***** GIVEN ENTRIES *****

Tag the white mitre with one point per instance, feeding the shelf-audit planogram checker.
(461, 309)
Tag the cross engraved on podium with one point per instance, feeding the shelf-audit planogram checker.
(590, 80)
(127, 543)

*****

Taking the line containing "Tag the cross" as the first, please return it and every line after it through the end of the entries, exactly and only those.

> _SOLUTION FOR THIS PROBLEM_
Tag the cross engraved on podium with one point per instance, feeding the shelf-audit planogram checker.
(590, 80)
(127, 543)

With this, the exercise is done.